* _What the task asks_
The listing below holds a line with "box: [0, 134, 589, 272]" and a later line with "positive clicks: (168, 143) (0, 239)". Write out those two lines and every line between them, exactly, and nothing else.

(Material for this exercise begins)

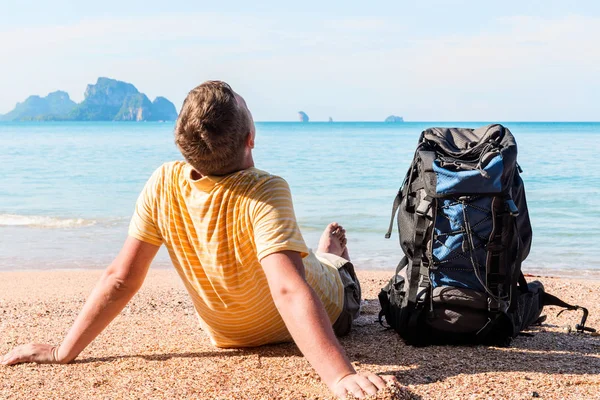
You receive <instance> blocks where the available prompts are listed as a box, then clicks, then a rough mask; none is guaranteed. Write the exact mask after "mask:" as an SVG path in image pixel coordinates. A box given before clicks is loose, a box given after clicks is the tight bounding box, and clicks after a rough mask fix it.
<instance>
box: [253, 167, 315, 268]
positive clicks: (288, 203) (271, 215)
mask: <svg viewBox="0 0 600 400" xmlns="http://www.w3.org/2000/svg"><path fill="white" fill-rule="evenodd" d="M255 198H256V203H255V208H254V212H253V214H252V221H253V223H252V225H253V228H254V241H255V244H256V252H257V255H258V259H259V260H262V259H263V258H265V257H266V256H268V255H269V254H273V253H277V252H280V251H285V250H291V251H297V252H299V253H301V255H302V257H305V256H306V255H307V254H308V248H307V247H306V244H305V243H304V239H303V238H302V234H301V232H300V228H299V227H298V223H297V222H296V215H295V213H294V206H293V204H292V194H291V192H290V187H289V185H288V184H287V182H286V181H285V180H284V179H282V178H279V177H273V178H270V179H269V180H268V181H267V182H265V183H263V184H262V185H260V186H259V187H258V189H257V193H256V197H255Z"/></svg>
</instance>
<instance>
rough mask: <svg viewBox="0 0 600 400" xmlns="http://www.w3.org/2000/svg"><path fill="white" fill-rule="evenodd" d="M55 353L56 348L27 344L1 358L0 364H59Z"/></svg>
mask: <svg viewBox="0 0 600 400" xmlns="http://www.w3.org/2000/svg"><path fill="white" fill-rule="evenodd" d="M57 352H58V347H57V346H50V345H49V344H38V343H29V344H26V345H23V346H18V347H15V348H14V349H12V350H11V351H10V352H8V353H7V354H6V355H5V356H4V357H2V359H1V360H0V364H3V365H14V364H20V363H26V362H34V363H37V364H61V362H60V361H59V360H58V359H57Z"/></svg>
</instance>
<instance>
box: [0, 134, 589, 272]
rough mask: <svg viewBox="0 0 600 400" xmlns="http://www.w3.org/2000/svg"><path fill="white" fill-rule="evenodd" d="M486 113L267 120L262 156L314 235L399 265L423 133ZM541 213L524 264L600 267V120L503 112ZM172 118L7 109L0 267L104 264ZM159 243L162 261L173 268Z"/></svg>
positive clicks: (168, 143) (0, 239)
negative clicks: (375, 117) (401, 221)
mask: <svg viewBox="0 0 600 400" xmlns="http://www.w3.org/2000/svg"><path fill="white" fill-rule="evenodd" d="M489 123H491V122H464V123H463V122H405V123H387V124H386V123H376V122H333V123H328V122H323V123H320V122H310V123H299V122H258V123H257V124H256V129H257V138H256V148H255V151H254V160H255V163H256V167H257V168H260V169H263V170H266V171H269V172H271V173H273V174H276V175H280V176H282V177H284V178H285V179H286V180H287V181H288V183H289V185H290V187H291V190H292V195H293V198H294V207H295V212H296V216H297V219H298V222H299V225H300V228H301V230H302V233H303V235H304V238H305V240H306V242H307V244H308V245H309V247H313V248H314V247H316V245H317V242H318V239H319V236H320V234H321V232H322V230H323V228H324V227H325V226H326V225H327V224H328V223H329V222H332V221H337V222H339V223H340V224H342V225H343V226H344V227H345V228H346V231H347V237H348V247H349V251H350V256H351V258H352V259H353V261H354V264H355V265H356V267H357V268H359V269H371V270H390V271H392V270H393V269H394V268H395V267H396V264H397V263H398V261H399V260H400V258H401V255H402V253H401V250H400V247H399V243H398V231H397V227H396V228H395V229H394V233H393V235H392V238H390V239H385V238H384V235H385V233H386V231H387V227H388V224H389V221H390V214H391V208H392V203H393V200H394V197H395V195H396V193H397V191H398V189H399V187H400V185H401V183H402V180H403V178H404V175H405V173H406V170H407V168H408V166H409V164H410V162H411V160H412V157H413V154H414V150H415V146H416V144H417V140H418V138H419V135H420V133H421V132H422V131H423V130H424V129H426V128H428V127H432V126H448V127H450V126H454V127H473V128H474V127H479V126H483V125H487V124H489ZM503 124H504V125H505V126H506V127H508V128H509V129H510V130H511V131H512V133H513V134H514V136H515V138H516V140H517V143H518V149H519V155H518V162H519V164H520V165H521V167H522V169H523V174H522V178H523V180H524V182H525V187H526V193H527V201H528V206H529V211H530V216H531V222H532V226H533V245H532V249H531V253H530V255H529V257H528V258H527V260H526V261H525V262H524V264H523V269H524V271H525V272H527V273H532V274H543V275H555V276H572V277H579V278H586V277H590V278H596V279H597V278H598V277H599V276H600V257H599V256H598V254H599V248H600V166H599V163H598V158H597V157H598V152H599V150H600V123H587V122H586V123H583V122H582V123H577V122H573V123H571V122H569V123H561V122H552V123H549V122H504V123H503ZM173 127H174V124H173V123H149V122H148V123H127V122H106V123H104V122H40V123H36V122H27V123H25V122H21V123H8V122H0V270H4V271H5V270H25V269H35V270H47V269H93V268H96V269H97V268H104V267H106V266H107V265H108V264H109V263H110V262H111V261H112V259H113V258H114V257H115V256H116V255H117V253H118V251H119V249H120V248H121V246H122V244H123V242H124V240H125V238H126V236H127V227H128V224H129V219H130V217H131V214H132V212H133V208H134V204H135V201H136V199H137V196H138V194H139V192H140V190H141V189H142V187H143V185H144V183H145V182H146V180H147V179H148V178H149V176H150V175H151V174H152V172H153V171H154V170H155V169H156V168H158V167H159V166H160V165H161V164H162V163H164V162H168V161H172V160H179V159H182V157H181V155H180V154H179V152H178V150H177V148H176V146H175V144H174V142H173ZM169 267H170V261H169V258H168V255H167V252H166V251H165V250H164V249H163V250H161V252H160V253H159V255H158V256H157V258H156V259H155V261H154V263H153V268H169Z"/></svg>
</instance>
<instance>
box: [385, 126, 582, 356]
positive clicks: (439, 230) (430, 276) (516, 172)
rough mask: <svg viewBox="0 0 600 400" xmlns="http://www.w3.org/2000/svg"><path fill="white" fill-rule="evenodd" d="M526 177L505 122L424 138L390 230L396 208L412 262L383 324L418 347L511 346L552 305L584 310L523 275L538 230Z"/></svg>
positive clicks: (436, 135) (400, 233) (400, 223)
mask: <svg viewBox="0 0 600 400" xmlns="http://www.w3.org/2000/svg"><path fill="white" fill-rule="evenodd" d="M520 172H522V171H521V168H520V167H519V165H518V164H517V145H516V142H515V139H514V137H513V135H512V134H511V132H510V131H509V130H508V129H507V128H505V127H503V126H502V125H490V126H486V127H482V128H479V129H460V128H431V129H427V130H425V131H424V132H423V133H422V134H421V137H420V138H419V142H418V146H417V149H416V152H415V155H414V158H413V161H412V163H411V165H410V168H409V170H408V172H407V174H406V177H405V179H404V182H403V184H402V186H401V188H400V190H399V192H398V195H397V196H396V199H395V200H394V205H393V210H392V219H391V221H390V227H389V230H388V232H387V234H386V237H387V238H389V237H390V235H391V231H392V228H393V222H394V215H395V214H396V212H397V213H398V228H399V234H400V246H401V248H402V250H403V252H404V257H403V258H402V260H401V261H400V264H399V265H398V268H397V270H396V274H395V275H394V277H393V278H392V279H391V280H390V282H389V283H388V284H387V285H386V286H385V287H384V288H383V289H382V291H381V293H380V294H379V300H380V303H381V308H382V310H381V313H380V322H381V321H382V317H385V320H386V322H387V324H388V325H389V326H391V327H392V328H394V329H395V330H396V331H397V332H398V333H399V334H400V336H401V337H402V338H403V339H404V340H405V341H406V342H407V343H409V344H414V345H426V344H431V343H440V344H443V343H456V344H458V343H481V344H491V345H500V346H506V345H508V344H509V343H510V341H511V339H512V338H514V337H515V336H517V335H518V334H519V332H520V331H521V330H523V329H526V328H527V326H528V325H530V324H532V323H534V322H535V321H537V320H539V318H540V313H541V311H542V307H543V306H544V304H555V305H559V306H562V307H565V308H567V309H579V308H581V307H578V306H572V305H570V304H567V303H564V302H563V301H561V300H560V299H558V298H556V297H555V296H552V295H549V294H547V293H544V289H543V286H542V285H541V283H539V282H537V281H536V282H532V283H531V284H529V285H528V284H527V282H526V281H525V278H524V276H523V274H522V273H521V263H522V261H523V260H525V258H526V257H527V255H528V254H529V249H530V247H531V237H532V230H531V224H530V221H529V213H528V209H527V202H526V199H525V190H524V186H523V181H522V180H521V177H520V175H519V173H520ZM585 316H587V310H585V309H584V317H585ZM584 325H585V318H584V319H583V320H582V323H581V324H580V325H578V326H577V329H578V330H581V331H583V330H590V328H585V326H584Z"/></svg>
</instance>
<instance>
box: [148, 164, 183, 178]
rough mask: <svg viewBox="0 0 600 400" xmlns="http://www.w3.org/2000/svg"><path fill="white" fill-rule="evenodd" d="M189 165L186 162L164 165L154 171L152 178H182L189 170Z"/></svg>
mask: <svg viewBox="0 0 600 400" xmlns="http://www.w3.org/2000/svg"><path fill="white" fill-rule="evenodd" d="M187 165H188V164H187V163H186V162H184V161H169V162H166V163H163V164H162V165H161V166H160V167H158V168H157V169H156V170H154V173H153V174H152V177H153V178H154V179H159V180H165V179H167V180H168V179H172V178H175V177H179V176H181V175H182V174H183V173H184V172H185V169H186V168H187Z"/></svg>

(Material for this exercise ends)

* _The answer_
box: [0, 134, 589, 272]
rough mask: <svg viewBox="0 0 600 400" xmlns="http://www.w3.org/2000/svg"><path fill="white" fill-rule="evenodd" d="M486 113L267 120L262 156L314 235L399 265L423 133ZM541 213L524 264L600 267V120L503 112ZM172 118L7 109L0 267L104 264ZM159 243L162 261L173 268Z"/></svg>
positive clicks: (168, 143) (0, 239)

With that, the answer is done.